Fields Can Make Your Loops Run Faster

On Tuesday, my PhD student Xitong Gao will present our work (joint with John Wickerson) on Automatically Optimizing the Latency, Area, and Accuracy of C Programs for High-Level Synthesis at the ACM International Symposium on Field-Programmable Gate Arrays.

Our starting point for this work is that people often want to express their algorithms in terms of real numbers, but then want to have an implementation is some finite precision arithmetic on an FPGA after passing the results through a High-Level Synthesis tool.

One of the key limiting factors of the performance of an algorithm is the ability of the HLS tool to pipeline loops in the design in order to maximise throughput. It turns out that numerical properties of real numbers can come to the rescue!

It’s a well known (but often forgotten) fact that computer-represented numbers are not – in fact are very far from – real numbers. In particular, the main equivalence properties that the real numbers exhibit: closure, associativity, commutativity, distributivity, etc. simply do not apply for a large number of practically used data representations.

◆ **Recorded information**
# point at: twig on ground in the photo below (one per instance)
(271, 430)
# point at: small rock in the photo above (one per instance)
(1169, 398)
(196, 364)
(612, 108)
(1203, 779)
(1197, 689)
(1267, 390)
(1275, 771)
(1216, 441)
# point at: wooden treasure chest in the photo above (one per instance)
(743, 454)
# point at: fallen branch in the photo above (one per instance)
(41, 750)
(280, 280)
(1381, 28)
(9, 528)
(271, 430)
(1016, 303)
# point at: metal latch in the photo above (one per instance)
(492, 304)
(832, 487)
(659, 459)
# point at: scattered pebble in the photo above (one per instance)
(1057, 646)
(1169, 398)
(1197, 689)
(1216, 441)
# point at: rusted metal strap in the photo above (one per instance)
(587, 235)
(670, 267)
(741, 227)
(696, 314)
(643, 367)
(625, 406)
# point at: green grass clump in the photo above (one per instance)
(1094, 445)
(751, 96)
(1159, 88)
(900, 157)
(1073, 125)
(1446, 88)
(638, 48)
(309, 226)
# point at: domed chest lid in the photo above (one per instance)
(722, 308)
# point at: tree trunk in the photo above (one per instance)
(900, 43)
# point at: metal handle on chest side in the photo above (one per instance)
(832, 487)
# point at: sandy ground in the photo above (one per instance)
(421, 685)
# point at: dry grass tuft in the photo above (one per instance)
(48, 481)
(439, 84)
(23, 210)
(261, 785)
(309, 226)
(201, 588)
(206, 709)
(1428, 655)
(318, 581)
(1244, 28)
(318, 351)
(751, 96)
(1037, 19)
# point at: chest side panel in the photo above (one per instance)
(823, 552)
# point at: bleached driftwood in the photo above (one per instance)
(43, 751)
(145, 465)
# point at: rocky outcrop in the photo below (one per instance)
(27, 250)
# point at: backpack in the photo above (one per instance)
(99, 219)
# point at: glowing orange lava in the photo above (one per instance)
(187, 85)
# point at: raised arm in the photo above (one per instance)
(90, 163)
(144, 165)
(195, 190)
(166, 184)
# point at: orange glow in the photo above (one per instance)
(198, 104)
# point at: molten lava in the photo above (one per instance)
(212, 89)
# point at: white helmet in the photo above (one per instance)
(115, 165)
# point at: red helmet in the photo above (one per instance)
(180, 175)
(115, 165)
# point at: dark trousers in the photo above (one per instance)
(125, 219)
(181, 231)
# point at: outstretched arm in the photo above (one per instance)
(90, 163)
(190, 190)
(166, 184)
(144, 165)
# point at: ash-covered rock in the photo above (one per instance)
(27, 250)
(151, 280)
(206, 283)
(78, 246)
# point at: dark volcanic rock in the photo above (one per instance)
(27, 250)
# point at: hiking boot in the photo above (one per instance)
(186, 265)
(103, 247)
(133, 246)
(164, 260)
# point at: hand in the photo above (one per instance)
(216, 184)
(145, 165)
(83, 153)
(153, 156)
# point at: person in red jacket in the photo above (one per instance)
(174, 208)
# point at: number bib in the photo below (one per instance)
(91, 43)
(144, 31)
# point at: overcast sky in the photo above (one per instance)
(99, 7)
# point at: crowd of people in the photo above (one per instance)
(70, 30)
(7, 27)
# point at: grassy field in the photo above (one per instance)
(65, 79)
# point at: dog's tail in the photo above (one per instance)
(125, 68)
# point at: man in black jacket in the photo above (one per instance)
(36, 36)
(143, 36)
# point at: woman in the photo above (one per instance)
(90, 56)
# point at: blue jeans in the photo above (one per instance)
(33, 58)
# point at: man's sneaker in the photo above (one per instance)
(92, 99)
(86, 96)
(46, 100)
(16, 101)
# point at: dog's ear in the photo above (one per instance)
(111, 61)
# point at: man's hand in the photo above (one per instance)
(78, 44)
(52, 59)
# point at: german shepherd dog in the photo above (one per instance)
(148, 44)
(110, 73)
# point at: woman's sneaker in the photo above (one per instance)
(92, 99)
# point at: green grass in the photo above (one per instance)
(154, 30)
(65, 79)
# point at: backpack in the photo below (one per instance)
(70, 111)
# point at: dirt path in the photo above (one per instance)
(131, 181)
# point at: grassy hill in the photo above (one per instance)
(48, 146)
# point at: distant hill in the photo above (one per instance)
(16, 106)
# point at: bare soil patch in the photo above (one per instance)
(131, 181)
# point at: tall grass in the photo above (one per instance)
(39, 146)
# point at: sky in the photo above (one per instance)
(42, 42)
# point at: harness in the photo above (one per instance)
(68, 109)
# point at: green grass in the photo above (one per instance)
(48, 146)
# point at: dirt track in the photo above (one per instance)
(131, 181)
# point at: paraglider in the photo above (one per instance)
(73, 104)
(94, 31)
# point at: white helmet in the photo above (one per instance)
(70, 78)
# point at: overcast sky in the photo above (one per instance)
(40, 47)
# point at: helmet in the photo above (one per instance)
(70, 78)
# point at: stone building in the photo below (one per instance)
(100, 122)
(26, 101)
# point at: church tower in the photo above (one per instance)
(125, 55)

◆ **Written request 1**
In the text on loops and high-level synthesis, at which conference will Xitong Gao present the work?
◆ **Written request 2**
Write the next paragraph of the text on loops and high-level synthesis, picking up after its final sentence.
The records stand apart from the text and are separate material.

◆ **Exercise answer 1**
The ACM International Symposium on Field-Programmable Gate Arrays.

◆ **Exercise answer 2**
In our paper we take account of this discrepancy by automatically refactoring code to make it run faster (while tracking area and accuracy too). As a trivial example for the recurrence x_n = 3 x_{n-1} + 1, a multiply and an add must be performed before executing the next iteration. But transforming this to x_n = 9 x_{n-2} + 4 gives much more time to execute. Combining this with expression balancing, etc., leads to a wide variety of possible implementations, which our tool can explore automatically while also proving the numerical properties of the transformed code. This latter point makes it quite unlike so-called “unsafe” optimisations commonly used in compilers such as -funsafe-math-optimizations in gcc.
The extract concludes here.